▶ Dataset excerpts
■ ■ ■ ■ ■ ■ ■

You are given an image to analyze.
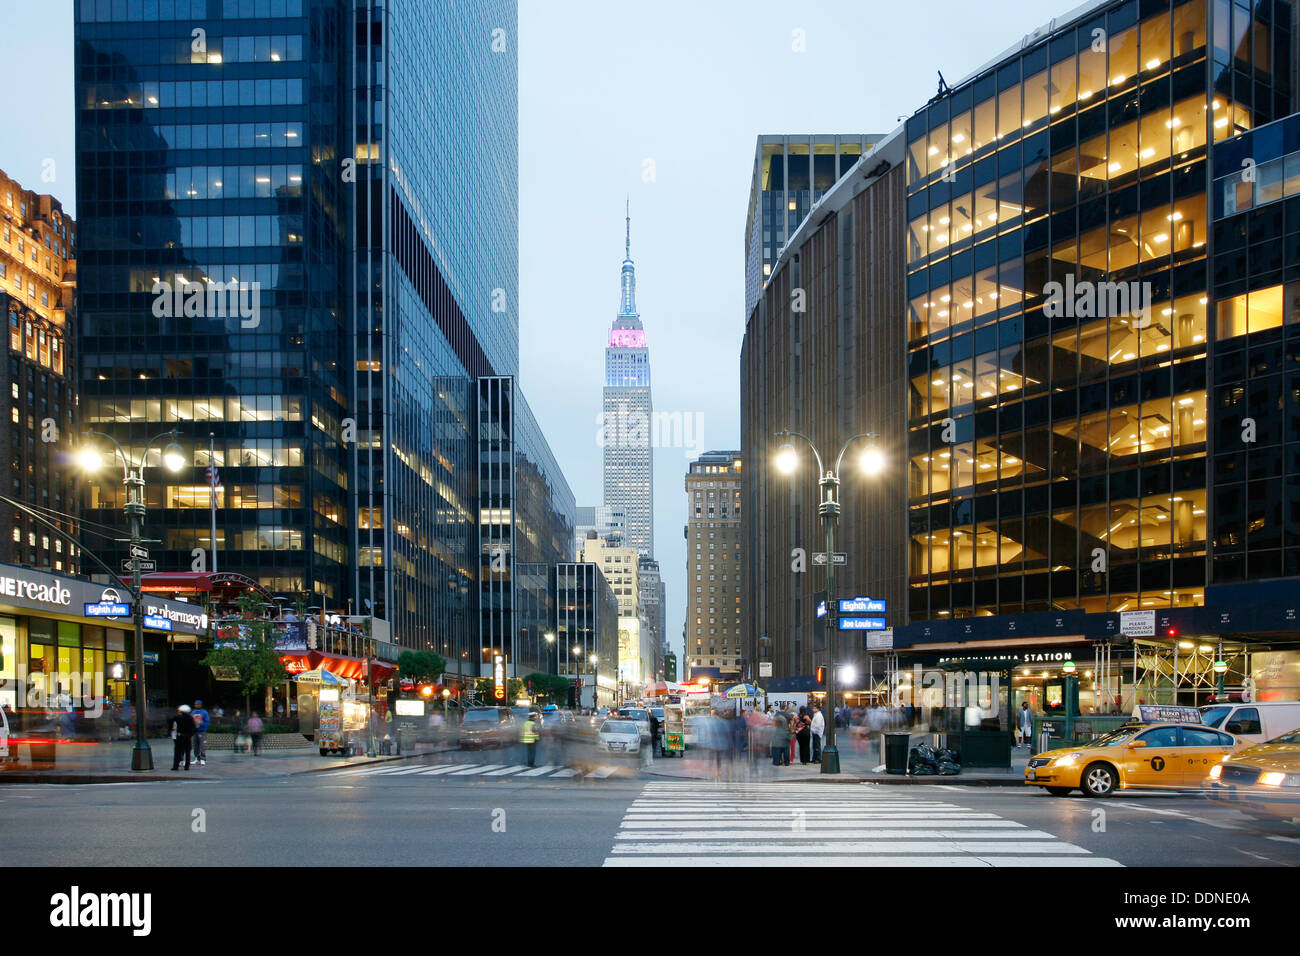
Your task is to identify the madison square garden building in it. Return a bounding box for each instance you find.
[743,0,1300,715]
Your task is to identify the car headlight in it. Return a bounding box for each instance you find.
[1056,752,1083,766]
[1208,764,1223,779]
[1260,772,1300,788]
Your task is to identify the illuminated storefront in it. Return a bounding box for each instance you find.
[0,562,207,714]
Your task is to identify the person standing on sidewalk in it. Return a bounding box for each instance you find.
[769,707,788,766]
[192,700,210,766]
[246,711,265,756]
[170,704,196,770]
[1017,701,1033,747]
[810,703,825,764]
[795,707,812,764]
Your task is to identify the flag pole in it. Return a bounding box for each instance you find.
[209,432,218,573]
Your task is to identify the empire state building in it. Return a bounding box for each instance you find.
[603,205,654,556]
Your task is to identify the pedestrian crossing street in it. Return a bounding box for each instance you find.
[603,782,1123,867]
[325,761,627,781]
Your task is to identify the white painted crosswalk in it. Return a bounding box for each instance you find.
[325,761,627,781]
[603,782,1122,867]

■ ■ ■ ■ ■ ■ ■

▶ Work required
The job is to set down the whole listing exactly, excluding any images.

▶ Your response
You are given an image to analyze.
Your task is to identify the madison square garden building in it. Return a bounding box for each instance you find.
[743,0,1300,715]
Your task is to identify the car headlight in it. Return a bounding box for each instance you find.
[1056,752,1083,766]
[1208,764,1223,779]
[1260,772,1300,788]
Your task is to identify the illuminated storefront in it. Return a bounding box for each instance you find.
[0,562,207,714]
Your task is to identify the person standing on sidewalk in it. Return a bounding box for each instance you find.
[769,707,788,766]
[192,700,210,766]
[246,711,265,756]
[170,704,196,770]
[1017,701,1033,747]
[810,703,825,764]
[795,707,812,764]
Your task is to identify the flag pole in it. Return a bounding box for each instance you find.
[209,432,218,573]
Your task is to identify the empire state building in it. Return a bounding box for each instance you find.
[603,205,654,556]
Your task is to identify the pedestrian crossing street in it. Return a bounding box for each instance you find.
[603,782,1123,867]
[325,761,627,781]
Your task is to identify the white painted crosswalk in it. Return a bounding box for each instance you find.
[325,761,627,781]
[603,782,1122,867]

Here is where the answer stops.